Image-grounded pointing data
========================================
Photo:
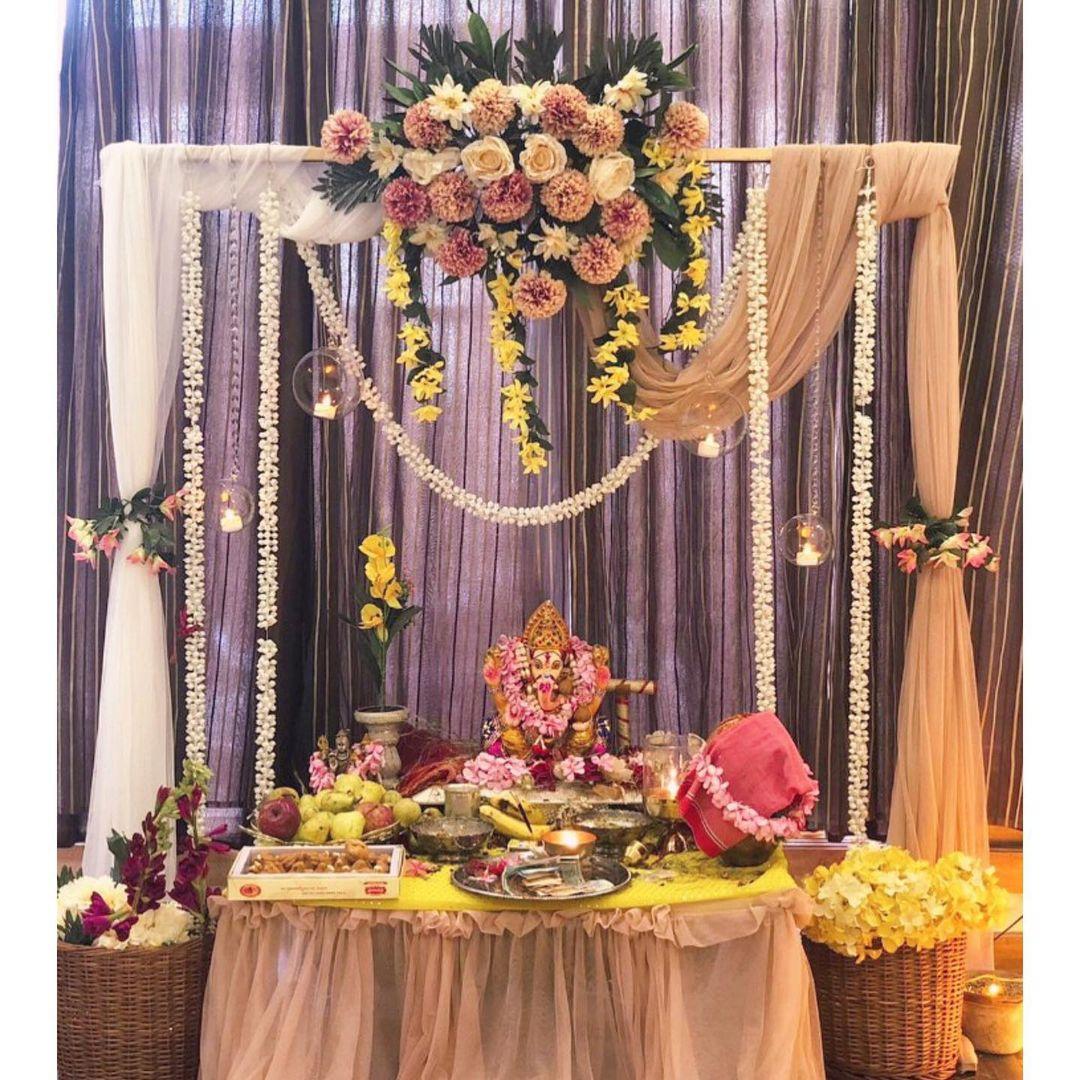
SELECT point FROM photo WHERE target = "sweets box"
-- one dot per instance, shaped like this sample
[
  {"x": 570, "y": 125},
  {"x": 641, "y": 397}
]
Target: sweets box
[{"x": 305, "y": 886}]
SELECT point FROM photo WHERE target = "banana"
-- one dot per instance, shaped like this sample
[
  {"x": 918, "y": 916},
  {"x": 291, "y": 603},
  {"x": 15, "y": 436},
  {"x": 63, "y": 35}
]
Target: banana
[
  {"x": 514, "y": 809},
  {"x": 513, "y": 827}
]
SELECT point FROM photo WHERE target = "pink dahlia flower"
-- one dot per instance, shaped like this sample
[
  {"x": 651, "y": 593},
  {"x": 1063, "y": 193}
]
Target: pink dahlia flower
[
  {"x": 567, "y": 197},
  {"x": 347, "y": 134},
  {"x": 460, "y": 256},
  {"x": 685, "y": 127},
  {"x": 563, "y": 110},
  {"x": 626, "y": 219},
  {"x": 508, "y": 199},
  {"x": 596, "y": 260},
  {"x": 405, "y": 202}
]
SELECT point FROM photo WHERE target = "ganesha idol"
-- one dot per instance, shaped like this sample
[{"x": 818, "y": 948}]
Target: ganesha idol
[{"x": 548, "y": 686}]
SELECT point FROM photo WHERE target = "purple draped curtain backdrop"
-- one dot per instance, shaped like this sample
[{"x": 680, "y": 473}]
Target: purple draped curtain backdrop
[{"x": 661, "y": 571}]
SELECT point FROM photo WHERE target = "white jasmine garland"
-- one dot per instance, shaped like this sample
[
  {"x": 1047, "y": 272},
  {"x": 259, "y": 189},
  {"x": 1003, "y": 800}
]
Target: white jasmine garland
[
  {"x": 266, "y": 712},
  {"x": 862, "y": 513},
  {"x": 194, "y": 504},
  {"x": 760, "y": 451}
]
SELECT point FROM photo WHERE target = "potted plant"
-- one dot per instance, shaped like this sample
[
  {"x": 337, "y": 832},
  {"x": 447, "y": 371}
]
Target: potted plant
[
  {"x": 887, "y": 944},
  {"x": 385, "y": 611},
  {"x": 133, "y": 955}
]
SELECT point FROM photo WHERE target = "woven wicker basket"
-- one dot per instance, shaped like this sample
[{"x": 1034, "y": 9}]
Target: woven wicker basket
[
  {"x": 896, "y": 1017},
  {"x": 134, "y": 1013}
]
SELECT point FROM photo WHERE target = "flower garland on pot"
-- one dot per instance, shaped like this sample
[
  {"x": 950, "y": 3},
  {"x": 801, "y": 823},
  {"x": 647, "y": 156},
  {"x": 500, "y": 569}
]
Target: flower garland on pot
[
  {"x": 926, "y": 542},
  {"x": 862, "y": 508},
  {"x": 194, "y": 523},
  {"x": 266, "y": 667},
  {"x": 538, "y": 185}
]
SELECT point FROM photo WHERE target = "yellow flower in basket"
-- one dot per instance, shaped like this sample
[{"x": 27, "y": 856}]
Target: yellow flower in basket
[{"x": 879, "y": 900}]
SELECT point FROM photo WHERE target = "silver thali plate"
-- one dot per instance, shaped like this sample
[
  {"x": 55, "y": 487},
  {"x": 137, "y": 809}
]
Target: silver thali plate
[{"x": 601, "y": 878}]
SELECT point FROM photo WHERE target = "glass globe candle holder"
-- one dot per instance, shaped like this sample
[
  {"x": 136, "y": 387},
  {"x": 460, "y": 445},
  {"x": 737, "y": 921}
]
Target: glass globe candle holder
[
  {"x": 806, "y": 540},
  {"x": 235, "y": 505},
  {"x": 715, "y": 423},
  {"x": 323, "y": 387}
]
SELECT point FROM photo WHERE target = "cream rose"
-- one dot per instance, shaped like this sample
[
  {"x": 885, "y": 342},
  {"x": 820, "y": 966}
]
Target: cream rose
[
  {"x": 423, "y": 165},
  {"x": 542, "y": 158},
  {"x": 610, "y": 174},
  {"x": 486, "y": 160}
]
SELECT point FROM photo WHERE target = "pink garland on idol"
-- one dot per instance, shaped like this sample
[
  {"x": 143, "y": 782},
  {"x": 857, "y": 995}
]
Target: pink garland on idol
[
  {"x": 745, "y": 818},
  {"x": 523, "y": 709}
]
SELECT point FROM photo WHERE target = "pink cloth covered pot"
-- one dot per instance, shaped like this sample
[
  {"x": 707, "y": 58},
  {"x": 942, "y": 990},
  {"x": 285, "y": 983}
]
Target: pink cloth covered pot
[{"x": 747, "y": 772}]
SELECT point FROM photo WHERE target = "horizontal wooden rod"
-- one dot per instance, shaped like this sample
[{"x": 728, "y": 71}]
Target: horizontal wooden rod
[{"x": 718, "y": 153}]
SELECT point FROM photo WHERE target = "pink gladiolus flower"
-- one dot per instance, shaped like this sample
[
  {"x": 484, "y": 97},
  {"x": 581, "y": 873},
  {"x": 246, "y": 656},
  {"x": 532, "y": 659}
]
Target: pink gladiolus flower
[
  {"x": 108, "y": 542},
  {"x": 173, "y": 504}
]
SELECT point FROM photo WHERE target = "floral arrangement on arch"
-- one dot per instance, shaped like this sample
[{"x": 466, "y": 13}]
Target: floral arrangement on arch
[
  {"x": 134, "y": 906},
  {"x": 880, "y": 899},
  {"x": 926, "y": 542},
  {"x": 104, "y": 531},
  {"x": 495, "y": 164}
]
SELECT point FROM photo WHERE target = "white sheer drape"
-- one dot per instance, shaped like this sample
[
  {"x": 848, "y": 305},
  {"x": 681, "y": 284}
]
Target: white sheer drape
[{"x": 140, "y": 191}]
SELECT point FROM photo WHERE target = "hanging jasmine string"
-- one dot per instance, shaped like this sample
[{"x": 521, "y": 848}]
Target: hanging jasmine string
[
  {"x": 235, "y": 502},
  {"x": 805, "y": 539}
]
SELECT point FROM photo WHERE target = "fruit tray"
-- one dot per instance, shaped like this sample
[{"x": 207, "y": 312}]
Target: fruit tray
========================================
**What is being asked:** Apart from the pictures, which are to be omitted, every record must be transcribed exactly.

**Answer space:**
Photo:
SELECT point FROM photo WHERE target = "sweets box"
-- one dot per instance, shaped like this sample
[
  {"x": 570, "y": 125},
  {"x": 641, "y": 397}
]
Target: sweets box
[{"x": 305, "y": 886}]
SELECT point FROM photo WHERE target = "banana"
-- one dot per instance, shaped like this sample
[
  {"x": 918, "y": 916},
  {"x": 291, "y": 603},
  {"x": 15, "y": 436},
  {"x": 63, "y": 35}
]
Target: banana
[
  {"x": 514, "y": 809},
  {"x": 513, "y": 827}
]
SELECT point FROM photo WHERE target = "pink dahlia flower"
-- one dot per instance, shaped like this sample
[
  {"x": 651, "y": 593},
  {"x": 1063, "y": 193}
]
Target: pink dahlia flower
[
  {"x": 567, "y": 197},
  {"x": 347, "y": 134},
  {"x": 460, "y": 256},
  {"x": 685, "y": 127},
  {"x": 563, "y": 110},
  {"x": 626, "y": 219},
  {"x": 508, "y": 199},
  {"x": 596, "y": 260},
  {"x": 405, "y": 202}
]
SELECT point FROM photo WHERE target = "ganesha idol"
-- one dot per instance, shaped like this sample
[{"x": 818, "y": 948}]
Target: ganesha idol
[{"x": 548, "y": 686}]
SELECT point FROM photo WHERE target = "purple draped curtain backdrop"
-- one dot per instance, shaped like this sample
[{"x": 680, "y": 473}]
Target: purple draped curtain backdrop
[{"x": 661, "y": 571}]
SELECT point FROM photo WHERE target = "white jasmine garland"
-- one dot per instance, shaped like this sample
[
  {"x": 1047, "y": 272},
  {"x": 259, "y": 189},
  {"x": 1003, "y": 800}
]
Target: white jasmine garland
[
  {"x": 266, "y": 712},
  {"x": 862, "y": 513},
  {"x": 194, "y": 504},
  {"x": 760, "y": 451}
]
SELECT point FROM photo WHERE target = "potted plant"
-- one dot per instance, shaped like this sample
[
  {"x": 337, "y": 832},
  {"x": 447, "y": 371}
]
Target: potted plant
[
  {"x": 887, "y": 944},
  {"x": 385, "y": 611},
  {"x": 133, "y": 955}
]
SELECT point FROM photo WHERE target = "woven wicker basket"
-- one dot per instance, shaped like this sample
[{"x": 1034, "y": 9}]
Target: woven wicker basket
[
  {"x": 896, "y": 1017},
  {"x": 134, "y": 1013}
]
SELECT point FROM photo WHERE target = "flower garland on pot"
-- one dot per instance, shaped like this sample
[
  {"x": 950, "y": 3},
  {"x": 801, "y": 823},
  {"x": 647, "y": 156},
  {"x": 500, "y": 569}
]
Target: flower garland on pot
[
  {"x": 926, "y": 542},
  {"x": 862, "y": 508},
  {"x": 194, "y": 523},
  {"x": 266, "y": 667},
  {"x": 538, "y": 185}
]
SELECT point FROM photo WHERE target = "yellow flower in basket"
-- one dot per instance, shaped like this sample
[{"x": 27, "y": 856}]
Target: yellow flower in basket
[{"x": 879, "y": 900}]
SELECT point FROM photo WHERE target = "silver thali plate"
-- one dot per instance, shaped like this sample
[
  {"x": 55, "y": 487},
  {"x": 137, "y": 809}
]
Target: silver thali plate
[{"x": 601, "y": 878}]
SELECT point FROM photo WHERE target = "glass globe candle holder"
-- one dot per instance, shaped like this sample
[
  {"x": 136, "y": 387},
  {"x": 460, "y": 445},
  {"x": 737, "y": 921}
]
Target: glass globe candle holder
[
  {"x": 806, "y": 540},
  {"x": 235, "y": 505},
  {"x": 715, "y": 423},
  {"x": 323, "y": 387}
]
SELECT point FROM photo WHERE target = "cream rose"
-- one dot per instance, shaped like this sample
[
  {"x": 885, "y": 342},
  {"x": 820, "y": 966}
]
Target: cream rose
[
  {"x": 423, "y": 165},
  {"x": 542, "y": 158},
  {"x": 610, "y": 174},
  {"x": 486, "y": 160}
]
SELECT point FROM photo WHERE target = "pink garland on idol"
-- one dot per instance, shaped like this sample
[
  {"x": 143, "y": 782},
  {"x": 857, "y": 995}
]
Target: pink garland on idol
[
  {"x": 745, "y": 818},
  {"x": 523, "y": 709}
]
SELECT point FROM photo WHERE target = "pink cloth covered pot"
-- one dot per instance, shaped like this sample
[
  {"x": 707, "y": 58},
  {"x": 942, "y": 990},
  {"x": 285, "y": 983}
]
Target: pink cloth covered pot
[{"x": 747, "y": 772}]
SELECT point FROM photo WHERE target = "horizontal wooden rod"
-- one dot per instance, shaped like this sample
[{"x": 728, "y": 71}]
Target: horizontal wooden rod
[{"x": 718, "y": 153}]
SELECT point FROM photo WHERE target = "pink gladiolus flower"
-- one dot per instance, shaped like this sample
[
  {"x": 484, "y": 97},
  {"x": 581, "y": 873},
  {"x": 246, "y": 656},
  {"x": 532, "y": 659}
]
Target: pink gladiolus flower
[
  {"x": 108, "y": 542},
  {"x": 173, "y": 504}
]
SELECT point FROM photo WHERE target = "floral arrangement on arch"
-- one dot per instance, shaped like this sample
[{"x": 466, "y": 13}]
Target: floral arrangement on arch
[
  {"x": 134, "y": 906},
  {"x": 880, "y": 899},
  {"x": 926, "y": 542},
  {"x": 104, "y": 531},
  {"x": 495, "y": 164}
]
SELECT point FROM photo WHERE target = "white sheer drape"
-- one dot per instance, shaped like this sample
[
  {"x": 848, "y": 305},
  {"x": 681, "y": 284}
]
Target: white sheer drape
[{"x": 140, "y": 191}]
SELECT point FROM photo WHERE target = "hanging jasmine string"
-- one dot per instance, shaped like this sample
[{"x": 521, "y": 848}]
Target: hanging jasmine string
[
  {"x": 235, "y": 502},
  {"x": 805, "y": 539}
]
SELECT point FROM photo WHERE target = "fruit tray"
-- one dot per instance, shaped like this sample
[{"x": 207, "y": 312}]
Target: fruit tray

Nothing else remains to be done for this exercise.